* What to work on
Among the records that follow, find the line with "goalkeeper's grey jersey" and the line with "sock of player". Set down those lines and all lines between them exactly, without adding anything.
-------- Data in this exercise
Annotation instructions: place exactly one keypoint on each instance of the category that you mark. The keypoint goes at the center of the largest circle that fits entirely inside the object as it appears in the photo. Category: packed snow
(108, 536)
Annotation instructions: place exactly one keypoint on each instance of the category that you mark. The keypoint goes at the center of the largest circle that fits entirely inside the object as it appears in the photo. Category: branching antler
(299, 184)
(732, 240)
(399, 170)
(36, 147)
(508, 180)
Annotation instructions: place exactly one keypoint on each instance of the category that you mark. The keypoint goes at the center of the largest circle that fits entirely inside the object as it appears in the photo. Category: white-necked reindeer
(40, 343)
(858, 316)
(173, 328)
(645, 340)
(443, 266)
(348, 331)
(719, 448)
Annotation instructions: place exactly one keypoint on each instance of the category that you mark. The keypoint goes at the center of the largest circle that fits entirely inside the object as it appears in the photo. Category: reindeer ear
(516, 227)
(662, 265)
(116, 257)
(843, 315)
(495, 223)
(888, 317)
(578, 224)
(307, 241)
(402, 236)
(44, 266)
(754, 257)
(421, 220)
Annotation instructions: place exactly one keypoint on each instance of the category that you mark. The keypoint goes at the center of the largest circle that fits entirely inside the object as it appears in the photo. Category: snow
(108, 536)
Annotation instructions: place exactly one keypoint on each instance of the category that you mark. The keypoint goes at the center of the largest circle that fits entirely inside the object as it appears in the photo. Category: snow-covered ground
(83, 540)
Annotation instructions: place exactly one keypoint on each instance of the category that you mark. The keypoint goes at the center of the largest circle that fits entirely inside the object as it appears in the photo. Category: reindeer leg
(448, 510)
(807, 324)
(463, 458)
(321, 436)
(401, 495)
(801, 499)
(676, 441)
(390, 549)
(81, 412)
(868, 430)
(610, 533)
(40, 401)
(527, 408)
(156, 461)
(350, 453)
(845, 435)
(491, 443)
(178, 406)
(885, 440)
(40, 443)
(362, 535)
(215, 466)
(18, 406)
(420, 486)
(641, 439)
----------------
-------- Data in this exercise
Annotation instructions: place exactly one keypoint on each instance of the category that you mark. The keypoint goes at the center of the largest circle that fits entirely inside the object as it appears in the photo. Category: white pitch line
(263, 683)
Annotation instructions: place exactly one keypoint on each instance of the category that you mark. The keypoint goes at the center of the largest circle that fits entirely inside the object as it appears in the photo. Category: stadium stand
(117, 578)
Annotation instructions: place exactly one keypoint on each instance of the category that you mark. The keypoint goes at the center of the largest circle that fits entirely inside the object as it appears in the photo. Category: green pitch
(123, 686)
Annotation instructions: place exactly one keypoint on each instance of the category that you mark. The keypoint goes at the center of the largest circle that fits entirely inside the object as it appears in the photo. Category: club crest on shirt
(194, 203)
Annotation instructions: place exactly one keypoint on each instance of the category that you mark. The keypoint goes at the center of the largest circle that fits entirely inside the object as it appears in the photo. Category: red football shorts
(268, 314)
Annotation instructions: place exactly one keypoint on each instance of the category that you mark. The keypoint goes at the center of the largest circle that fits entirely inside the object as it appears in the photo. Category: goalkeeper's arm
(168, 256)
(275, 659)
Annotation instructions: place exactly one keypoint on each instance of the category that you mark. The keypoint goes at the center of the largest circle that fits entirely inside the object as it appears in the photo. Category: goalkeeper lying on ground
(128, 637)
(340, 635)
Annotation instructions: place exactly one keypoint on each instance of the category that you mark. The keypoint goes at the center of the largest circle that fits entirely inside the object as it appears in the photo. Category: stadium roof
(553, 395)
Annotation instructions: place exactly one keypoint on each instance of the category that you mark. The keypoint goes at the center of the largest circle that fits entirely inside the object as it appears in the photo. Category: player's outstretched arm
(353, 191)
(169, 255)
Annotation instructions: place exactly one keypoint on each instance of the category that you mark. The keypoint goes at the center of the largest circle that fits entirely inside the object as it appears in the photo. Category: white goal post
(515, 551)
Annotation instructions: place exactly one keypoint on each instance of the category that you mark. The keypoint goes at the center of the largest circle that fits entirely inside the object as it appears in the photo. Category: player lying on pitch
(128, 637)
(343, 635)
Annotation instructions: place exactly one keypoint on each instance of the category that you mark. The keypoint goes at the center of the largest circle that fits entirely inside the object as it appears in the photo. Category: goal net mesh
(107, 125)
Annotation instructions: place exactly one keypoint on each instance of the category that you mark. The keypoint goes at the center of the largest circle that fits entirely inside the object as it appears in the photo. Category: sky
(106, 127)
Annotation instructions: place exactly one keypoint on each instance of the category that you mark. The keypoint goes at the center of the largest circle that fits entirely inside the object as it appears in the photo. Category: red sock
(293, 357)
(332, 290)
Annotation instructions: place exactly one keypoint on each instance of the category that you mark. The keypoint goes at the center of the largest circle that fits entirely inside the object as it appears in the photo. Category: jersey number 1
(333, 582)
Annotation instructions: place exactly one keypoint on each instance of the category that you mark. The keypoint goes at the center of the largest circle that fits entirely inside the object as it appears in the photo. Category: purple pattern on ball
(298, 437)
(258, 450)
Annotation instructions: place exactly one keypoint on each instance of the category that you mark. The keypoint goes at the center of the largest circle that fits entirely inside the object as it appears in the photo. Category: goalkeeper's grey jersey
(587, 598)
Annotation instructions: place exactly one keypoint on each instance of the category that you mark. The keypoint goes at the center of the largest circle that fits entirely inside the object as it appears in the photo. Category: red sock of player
----------------
* Answer box
Annotation instructions: place exactly one keypoint on each instance of the category that you mark. The keypoint goes at the center of the largest circle that fits entirely inside the object as it appears in the photo. Category: goalkeeper's grey jersey
(587, 598)
Annotation instructions: place exactly one keypoint on each instance of the category that you mark. The keypoint goes at the center of the largest circle that fits entirely inside the object as it appears in the photo. Category: red sock of player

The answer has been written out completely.